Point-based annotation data

+ + + +

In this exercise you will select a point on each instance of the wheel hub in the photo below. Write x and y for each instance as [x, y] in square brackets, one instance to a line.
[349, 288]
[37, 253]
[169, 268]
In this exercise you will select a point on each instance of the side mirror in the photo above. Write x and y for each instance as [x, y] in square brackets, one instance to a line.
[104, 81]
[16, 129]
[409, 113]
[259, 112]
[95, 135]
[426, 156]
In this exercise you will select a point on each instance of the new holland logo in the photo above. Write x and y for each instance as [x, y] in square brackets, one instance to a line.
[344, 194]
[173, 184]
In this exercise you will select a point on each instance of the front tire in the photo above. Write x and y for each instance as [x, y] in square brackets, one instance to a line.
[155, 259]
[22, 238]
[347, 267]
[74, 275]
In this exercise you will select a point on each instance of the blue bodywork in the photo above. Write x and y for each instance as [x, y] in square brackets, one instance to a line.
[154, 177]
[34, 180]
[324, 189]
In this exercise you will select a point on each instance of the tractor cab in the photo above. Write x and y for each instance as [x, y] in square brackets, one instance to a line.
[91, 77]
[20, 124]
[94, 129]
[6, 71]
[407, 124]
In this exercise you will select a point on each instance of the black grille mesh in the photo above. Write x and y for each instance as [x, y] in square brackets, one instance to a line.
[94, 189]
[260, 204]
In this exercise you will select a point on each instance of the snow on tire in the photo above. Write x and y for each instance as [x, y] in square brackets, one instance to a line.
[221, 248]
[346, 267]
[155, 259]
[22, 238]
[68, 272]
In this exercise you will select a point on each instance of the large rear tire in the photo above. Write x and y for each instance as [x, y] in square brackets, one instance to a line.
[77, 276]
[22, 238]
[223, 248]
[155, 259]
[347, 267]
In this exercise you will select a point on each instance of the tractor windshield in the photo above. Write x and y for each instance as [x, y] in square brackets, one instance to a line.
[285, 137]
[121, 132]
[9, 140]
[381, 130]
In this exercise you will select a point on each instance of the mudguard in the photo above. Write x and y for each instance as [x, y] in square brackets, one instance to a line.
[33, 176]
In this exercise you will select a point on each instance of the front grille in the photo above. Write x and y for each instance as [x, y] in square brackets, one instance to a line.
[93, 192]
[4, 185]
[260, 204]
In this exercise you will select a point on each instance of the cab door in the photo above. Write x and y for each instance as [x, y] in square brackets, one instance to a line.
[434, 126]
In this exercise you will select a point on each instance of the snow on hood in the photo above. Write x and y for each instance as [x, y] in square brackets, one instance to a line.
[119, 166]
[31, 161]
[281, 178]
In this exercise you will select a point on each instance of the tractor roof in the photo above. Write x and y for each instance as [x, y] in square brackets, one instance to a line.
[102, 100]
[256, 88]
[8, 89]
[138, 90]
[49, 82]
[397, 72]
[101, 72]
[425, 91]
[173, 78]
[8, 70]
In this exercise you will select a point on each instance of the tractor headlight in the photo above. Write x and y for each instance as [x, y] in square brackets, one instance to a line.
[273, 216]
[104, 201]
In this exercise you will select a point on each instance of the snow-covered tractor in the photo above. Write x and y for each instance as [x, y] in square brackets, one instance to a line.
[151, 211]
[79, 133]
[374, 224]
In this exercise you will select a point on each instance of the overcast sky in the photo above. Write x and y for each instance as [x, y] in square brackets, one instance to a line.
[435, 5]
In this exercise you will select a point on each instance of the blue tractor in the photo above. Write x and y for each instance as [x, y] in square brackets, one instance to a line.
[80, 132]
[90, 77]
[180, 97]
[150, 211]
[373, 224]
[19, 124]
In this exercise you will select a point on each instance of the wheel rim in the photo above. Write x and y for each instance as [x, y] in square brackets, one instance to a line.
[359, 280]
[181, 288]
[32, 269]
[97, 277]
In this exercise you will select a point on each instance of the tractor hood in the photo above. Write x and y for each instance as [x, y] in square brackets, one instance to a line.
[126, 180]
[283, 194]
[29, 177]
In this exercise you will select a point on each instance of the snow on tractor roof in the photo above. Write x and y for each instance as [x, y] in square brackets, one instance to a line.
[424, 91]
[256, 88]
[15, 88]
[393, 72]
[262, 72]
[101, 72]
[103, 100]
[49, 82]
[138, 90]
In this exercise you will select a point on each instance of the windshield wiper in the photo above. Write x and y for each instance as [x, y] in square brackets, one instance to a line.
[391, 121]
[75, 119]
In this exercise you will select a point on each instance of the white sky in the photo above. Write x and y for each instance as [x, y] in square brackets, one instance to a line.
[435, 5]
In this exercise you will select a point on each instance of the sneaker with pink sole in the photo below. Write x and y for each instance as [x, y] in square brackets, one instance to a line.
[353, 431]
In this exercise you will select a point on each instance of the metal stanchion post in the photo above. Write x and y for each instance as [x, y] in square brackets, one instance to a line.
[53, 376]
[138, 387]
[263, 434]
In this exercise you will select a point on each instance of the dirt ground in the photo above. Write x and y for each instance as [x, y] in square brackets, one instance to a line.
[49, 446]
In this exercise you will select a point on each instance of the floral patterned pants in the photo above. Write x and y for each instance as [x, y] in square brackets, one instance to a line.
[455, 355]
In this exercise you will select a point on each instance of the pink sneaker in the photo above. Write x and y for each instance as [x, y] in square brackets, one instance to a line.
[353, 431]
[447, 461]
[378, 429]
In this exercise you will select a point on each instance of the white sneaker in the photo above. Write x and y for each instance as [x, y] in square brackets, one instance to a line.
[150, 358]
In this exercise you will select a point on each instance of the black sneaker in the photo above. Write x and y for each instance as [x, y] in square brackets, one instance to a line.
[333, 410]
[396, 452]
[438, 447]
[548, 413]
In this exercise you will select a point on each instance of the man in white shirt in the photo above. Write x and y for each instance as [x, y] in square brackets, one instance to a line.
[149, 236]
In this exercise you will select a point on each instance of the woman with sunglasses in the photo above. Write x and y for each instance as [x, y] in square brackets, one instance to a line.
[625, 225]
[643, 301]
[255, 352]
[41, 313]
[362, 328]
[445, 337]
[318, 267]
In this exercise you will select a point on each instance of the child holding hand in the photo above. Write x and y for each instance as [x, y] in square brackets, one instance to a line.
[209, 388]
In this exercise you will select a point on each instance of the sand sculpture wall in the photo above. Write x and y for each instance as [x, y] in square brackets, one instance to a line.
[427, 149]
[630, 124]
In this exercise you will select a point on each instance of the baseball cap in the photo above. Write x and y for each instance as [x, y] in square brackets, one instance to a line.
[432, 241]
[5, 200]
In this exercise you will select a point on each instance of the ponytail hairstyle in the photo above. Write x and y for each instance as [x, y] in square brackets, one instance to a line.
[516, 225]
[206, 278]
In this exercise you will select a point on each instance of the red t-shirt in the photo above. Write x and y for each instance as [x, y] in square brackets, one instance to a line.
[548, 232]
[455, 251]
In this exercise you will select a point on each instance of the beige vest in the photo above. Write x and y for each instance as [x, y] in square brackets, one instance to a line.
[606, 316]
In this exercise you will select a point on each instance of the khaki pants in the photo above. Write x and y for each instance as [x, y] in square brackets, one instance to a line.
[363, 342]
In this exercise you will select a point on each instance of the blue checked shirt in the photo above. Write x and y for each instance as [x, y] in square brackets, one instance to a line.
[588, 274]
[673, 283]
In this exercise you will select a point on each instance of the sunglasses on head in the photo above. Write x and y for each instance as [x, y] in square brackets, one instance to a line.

+ + + +

Goal:
Print out every entry, keeping each one exact.

Output for this task:
In this exercise you will select a point on each instance of the wheel hub in the photo below. Write x and y for each instance as [x, y] in square brackets, one instance to a line.
[349, 288]
[37, 253]
[169, 268]
In this exercise you will select a point on each instance of the side mirror in the photo above. Write x and y for each instance as [x, y] in square brackets, one instance to a line.
[104, 81]
[16, 129]
[409, 113]
[259, 112]
[95, 135]
[426, 156]
In this exercise you will select a point on each instance of the new holland logo in the photo above. Write x and y for each instance as [x, y] in square brackets, one instance to a line.
[344, 194]
[173, 184]
In this exercise you will select a point on each instance of the front tire in the photo above. Write x and y for each instance as [x, y] in square brackets, one instance to a line.
[155, 259]
[22, 238]
[347, 267]
[74, 275]
In this exercise you will select a point on each instance of the blue bodywork in the photo above. Write x and y for each instance as [x, y] in square brackets, one instance to a line.
[154, 177]
[34, 180]
[324, 189]
In this exercise you will select a point on each instance of the tractor cab in the photo above. Write x and y for each instance as [x, y] in square brackets, one instance to a line.
[91, 77]
[20, 124]
[94, 129]
[6, 71]
[407, 124]
In this exercise you will select a point on each instance of the black grille mesh in the photo above. Write x and y for each instance as [x, y] in square brackets, one instance to a line.
[94, 189]
[260, 204]
In this exercise you will select a point on each instance of the snow on tire in the photo above. Write x and y for each instance as [x, y] in square brackets, one instance to a line.
[221, 248]
[346, 267]
[155, 259]
[22, 238]
[68, 272]
In this exercise you will select a point on each instance of the large rear tire in the photo above. Write x and y for each instance as [x, y] in square brackets, one instance to a line.
[77, 276]
[22, 238]
[223, 248]
[155, 259]
[347, 267]
In this exercise you will select a point on each instance of the tractor windshield in the photo above. Write x and y for each instance as [x, y] in square brackets, one instance to a line.
[285, 137]
[121, 132]
[9, 140]
[381, 130]
In this exercise you will select a point on each instance of the mudguard in the photo above. Write x and y for each instance as [x, y] in square brackets, one instance to a line.
[33, 176]
In this exercise you will select a point on each instance of the front grille in the photo above. Write x and y for each instance as [x, y] in square brackets, one instance to a line.
[93, 192]
[4, 185]
[260, 204]
In this exercise you will select a point on each instance of the cab door in the photo above. Write x and y for each instance as [x, y] in square brackets, one instance to a line.
[434, 126]
In this exercise you will select a point on each instance of the snow on hood in the photo above. Write x and y for each instance as [x, y] in square brackets, one instance to a line.
[119, 166]
[31, 161]
[281, 178]
In this exercise you will select a point on each instance of the tractor roof in the photo above. Write x and y for each instance as [x, y] in square brackets, one instance to a line.
[102, 100]
[256, 88]
[8, 89]
[138, 90]
[49, 82]
[397, 72]
[101, 72]
[425, 91]
[173, 78]
[8, 70]
In this exercise you will select a point on each instance of the tractor headlight in the photo above. Write x and y for each instance as [x, y] in square brackets, one instance to a line.
[273, 216]
[104, 201]
In this exercise you will select a point on each instance of the snow-covered tractor in the photo above. Write x and y for each instance as [x, y] in square brackets, one instance to a line.
[151, 211]
[79, 133]
[374, 224]
In this exercise you will select a point on each instance of the overcast sky in the photo above. Write x and y for each instance as [x, y] in square brackets, one instance to a line.
[435, 5]
In this exercise you will select a point on each instance of the blue tractor in the photo above. Write x and y for each instance as [x, y] in square brackets, one instance to a line.
[80, 132]
[90, 77]
[180, 97]
[150, 211]
[373, 224]
[19, 124]
In this exercise you will select a point on each instance of the wheel rim in the photo above. Write x and y for each instance as [x, y] in square brackets, one instance to a line.
[359, 280]
[181, 288]
[32, 269]
[97, 277]
In this exercise you will select a point on each instance of the tractor hood in the photo above. Write x and y for each instance as [x, y] in square brackets, one instance to a line.
[126, 180]
[283, 194]
[29, 177]
In this exercise you will select a point on each instance of the snow on tractor roof in the photo above. Write x and y for each instance as [x, y] in square brackets, one instance to a line.
[424, 91]
[256, 88]
[15, 88]
[393, 72]
[262, 72]
[101, 72]
[103, 100]
[49, 82]
[138, 90]
In this exercise you will select a point on each instance of the windshield wiper in the photo above. Write x and y for each instance as [x, y] in square brackets, one instance to a line.
[391, 121]
[75, 119]
In this exercise you will select a point on each instance of the white sky in the photo above. Write x and y for each instance as [x, y] in square brackets, one instance to a line.
[435, 5]
In this exercise you will select a point on each instance of the sneaker with pink sole in the photo below. Write x and y for each instance as [x, y] in square brackets, one instance to a line.
[353, 431]
In this exercise you will select a point on each instance of the metal stanchion post in the photo above. Write x and y for each instance as [x, y] in square brackets, one instance to a line.
[53, 376]
[138, 387]
[263, 434]
In this exercise you will select a point on each instance of the dirt ground in the photo above. Write x and y for each instance as [x, y] in square brackets, one instance to a line.
[49, 446]
In this exercise you will select a point on each instance of the floral patterned pants in the photo above. Write x and y for each instance as [x, y] in square brackets, one instance to a line.
[455, 355]
In this exercise you will select a point on each instance of the pink sneaker in the photo above. Write x and y for each instance as [x, y] in square brackets, one instance to a line.
[353, 431]
[447, 461]
[378, 429]
In this exercise you will select a point on each instance of the white sneaker in the photo above. Write x and y for each instance as [x, y] in square brackets, one instance to a line.
[150, 358]
In this exercise you will select a point on each instance of the black sneaker in the photo above. Write x and y for each instance as [x, y] in square brackets, one instance to a line.
[333, 410]
[396, 452]
[438, 447]
[548, 413]
In this exercise you will select a point on each instance of the man in white shirt in the photo above. Write x and y for each instance as [x, y] in square brackets, one instance to a line.
[149, 236]
In this exercise you will select a point on each instance of the woman with sunglasses in the photo above. Write x and y for each instance as [x, y] in square brackets, one instance to a line.
[625, 225]
[643, 301]
[255, 352]
[41, 313]
[362, 328]
[445, 337]
[318, 267]
In this exercise you will select a point on each instance of the child holding hand in the photo above. Write x and y for each instance as [x, y] in square brackets, one instance to a line.
[209, 388]
In this exercise you will select a point on each instance of the sand sculpture wall in the photo above. Write x and y for each instance as [x, y] in square brackets, one instance to a line.
[427, 149]
[630, 124]
In this exercise you will select a point on each instance of the baseball cap in the photo above. Write x and y for each instance as [x, y] in square brackets, one instance to a line.
[432, 241]
[5, 200]
In this exercise you will select a point on each instance of the ponytail hairstyle in the photo above. Write x and y for each instance as [x, y] in square brackets, one instance to a line.
[516, 225]
[206, 278]
In this exercise you will select a point on each instance of the red t-shirt in the photo above. Write x and y for each instance as [x, y] in square brackets, one instance to a line.
[548, 232]
[455, 251]
In this exercise you will select a point on each instance of the beige vest in the photo above. Write x and y for each instance as [x, y] in square brackets, one instance to a line.
[606, 316]
In this exercise you will select a point on each instance of the khaki pants in the photo above. Write x and y for each instance as [x, y] in square brackets, one instance to a line.
[363, 342]
In this exercise you will select a point on each instance of the blue checked shirt in the photo above. Write x and y for each instance as [x, y] in square brackets, one instance to a line.
[588, 274]
[673, 283]
In this exercise you will select a point on each instance of the sunglasses on head in the photo above. Write x and y for each instance as [x, y] in square brackets, one instance to a line.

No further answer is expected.